Exercise instructions: Copy each entry as it stands, leaving nothing out.

Data to process:
++++++++++++++++++++
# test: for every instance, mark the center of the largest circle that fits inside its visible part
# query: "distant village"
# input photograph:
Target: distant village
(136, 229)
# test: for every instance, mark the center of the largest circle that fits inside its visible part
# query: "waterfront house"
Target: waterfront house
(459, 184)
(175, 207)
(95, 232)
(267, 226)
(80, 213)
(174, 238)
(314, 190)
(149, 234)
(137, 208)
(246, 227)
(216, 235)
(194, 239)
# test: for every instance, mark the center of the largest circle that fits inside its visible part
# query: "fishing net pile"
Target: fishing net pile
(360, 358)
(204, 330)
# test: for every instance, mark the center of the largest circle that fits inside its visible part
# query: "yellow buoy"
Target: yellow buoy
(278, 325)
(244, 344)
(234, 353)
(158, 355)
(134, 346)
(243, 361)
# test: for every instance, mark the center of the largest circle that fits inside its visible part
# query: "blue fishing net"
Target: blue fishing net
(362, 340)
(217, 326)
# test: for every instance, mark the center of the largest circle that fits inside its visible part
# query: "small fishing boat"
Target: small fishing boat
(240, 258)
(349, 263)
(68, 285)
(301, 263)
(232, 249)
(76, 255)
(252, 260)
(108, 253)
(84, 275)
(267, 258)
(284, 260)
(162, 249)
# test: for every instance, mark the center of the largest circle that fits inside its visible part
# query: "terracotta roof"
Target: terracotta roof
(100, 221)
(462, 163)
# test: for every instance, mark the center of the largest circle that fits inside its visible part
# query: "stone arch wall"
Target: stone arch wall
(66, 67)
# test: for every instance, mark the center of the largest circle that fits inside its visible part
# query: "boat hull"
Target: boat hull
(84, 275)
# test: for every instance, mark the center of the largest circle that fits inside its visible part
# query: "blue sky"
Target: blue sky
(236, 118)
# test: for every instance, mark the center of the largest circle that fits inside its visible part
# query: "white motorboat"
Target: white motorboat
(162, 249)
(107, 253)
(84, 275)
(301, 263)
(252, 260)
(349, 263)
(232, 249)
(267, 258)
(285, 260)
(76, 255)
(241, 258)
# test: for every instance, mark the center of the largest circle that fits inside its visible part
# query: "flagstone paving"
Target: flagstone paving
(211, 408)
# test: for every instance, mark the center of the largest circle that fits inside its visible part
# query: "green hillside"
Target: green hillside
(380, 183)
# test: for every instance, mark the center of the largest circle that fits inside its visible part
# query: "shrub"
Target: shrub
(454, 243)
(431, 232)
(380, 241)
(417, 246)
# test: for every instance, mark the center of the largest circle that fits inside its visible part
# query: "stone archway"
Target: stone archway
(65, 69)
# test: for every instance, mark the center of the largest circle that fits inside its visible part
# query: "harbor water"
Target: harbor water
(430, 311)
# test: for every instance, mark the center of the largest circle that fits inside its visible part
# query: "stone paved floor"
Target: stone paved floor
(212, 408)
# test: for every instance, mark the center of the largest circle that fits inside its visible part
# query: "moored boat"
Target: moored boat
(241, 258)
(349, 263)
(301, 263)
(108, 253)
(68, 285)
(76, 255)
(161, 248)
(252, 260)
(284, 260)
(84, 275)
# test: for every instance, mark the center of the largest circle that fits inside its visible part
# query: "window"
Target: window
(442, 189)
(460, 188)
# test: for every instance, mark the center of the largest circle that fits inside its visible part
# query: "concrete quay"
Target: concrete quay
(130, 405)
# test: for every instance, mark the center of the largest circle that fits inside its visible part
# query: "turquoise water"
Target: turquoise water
++++++++++++++++++++
Response to the exercise:
# test: for every instance, mark the center of the largest circle that fits inside its visible part
# query: "distant village"
# input photograph:
Target: distant village
(136, 229)
# test: for every instance, mark the center of the largest circle that fits inside its visible part
# query: "waterfront house"
Target: waterfront house
(459, 184)
(175, 207)
(95, 232)
(267, 226)
(80, 213)
(174, 238)
(314, 190)
(149, 234)
(137, 208)
(246, 227)
(216, 235)
(194, 239)
# test: for every instance, mark the center of the largest circle that fits inside its visible part
# query: "fishing net pile"
Target: fishing net pile
(360, 358)
(204, 330)
# test: for every instance, mark the center of the largest circle that fits inside its visible part
# query: "yellow buoy"
Target: yellow buoy
(278, 325)
(244, 344)
(234, 353)
(158, 355)
(134, 346)
(243, 361)
# test: for every instance, mark the center of the largest circle that fits inside its visible part
# query: "blue fishing net"
Target: blue fishing net
(362, 340)
(217, 326)
# test: for every instance, mark the center of the largest circle that fits inside its visible part
# query: "small fishing boat"
Target: small fishing boat
(240, 258)
(349, 263)
(68, 285)
(301, 263)
(232, 249)
(76, 255)
(252, 260)
(108, 253)
(84, 275)
(267, 258)
(284, 260)
(162, 249)
# test: for every instance, mark the center of the largest circle that fits inside its visible part
# query: "terracotta roof"
Target: terracotta roof
(100, 221)
(462, 163)
# test: for every instance, mark the center of the largest circle that fits inside its visible part
# query: "stone arch wall"
Target: stone arch wall
(66, 67)
# test: for every instance, mark the center of the largest circle that fits inside its visible part
# query: "boat hull"
Target: boat hull
(84, 275)
# test: for every instance, mark the center of the largest circle that fits inside its visible part
# query: "blue sky"
Target: blue sky
(236, 118)
# test: for every instance, mark the center of the largest circle that fits inside its visible part
# query: "white motorboat"
Target: white motorboat
(162, 249)
(107, 253)
(84, 275)
(301, 263)
(252, 260)
(349, 263)
(232, 249)
(267, 258)
(285, 260)
(76, 255)
(241, 258)
# test: for every instance, mark the center of the largest circle that fits inside its visible part
# query: "flagstone paving"
Target: flagstone paving
(211, 408)
# test: for every instance, mark the center of the largest circle that fits inside its visible part
# query: "green hillside"
Target: green hillside
(380, 183)
# test: for every instance, mark the center of the largest circle that fits inside its visible part
# query: "shrub"
Target: shrub
(454, 243)
(431, 232)
(380, 241)
(417, 246)
# test: for every instance, mark the center of the largest circle that fits inside its visible part
# query: "stone archway"
Target: stone archway
(65, 69)
# test: for every instance, mark the center of the largest circle that fits inside its visible part
# query: "harbor water"
Target: harbor water
(430, 311)
# test: for every instance, mark the center of the largest circle that fits inside its visible part
# query: "stone paved floor"
Target: stone paved floor
(212, 408)
# test: for every instance, mark the center of the largest circle that fits inside its visible part
# query: "moored boat"
Target: moored boat
(241, 258)
(349, 263)
(301, 263)
(108, 253)
(68, 285)
(76, 255)
(161, 248)
(252, 260)
(284, 260)
(84, 275)
# test: for every instance, mark the center of the largest circle that fits inside its visible part
# query: "window"
Target: window
(442, 189)
(460, 188)
# test: for every instance, mark the center of the largest circle that fits inside its visible part
# query: "concrete quay"
Target: concrete quay
(130, 405)
# test: for every instance, mark the center of the largest circle that fits inside its visible part
# query: "turquoise water"
Target: turquoise water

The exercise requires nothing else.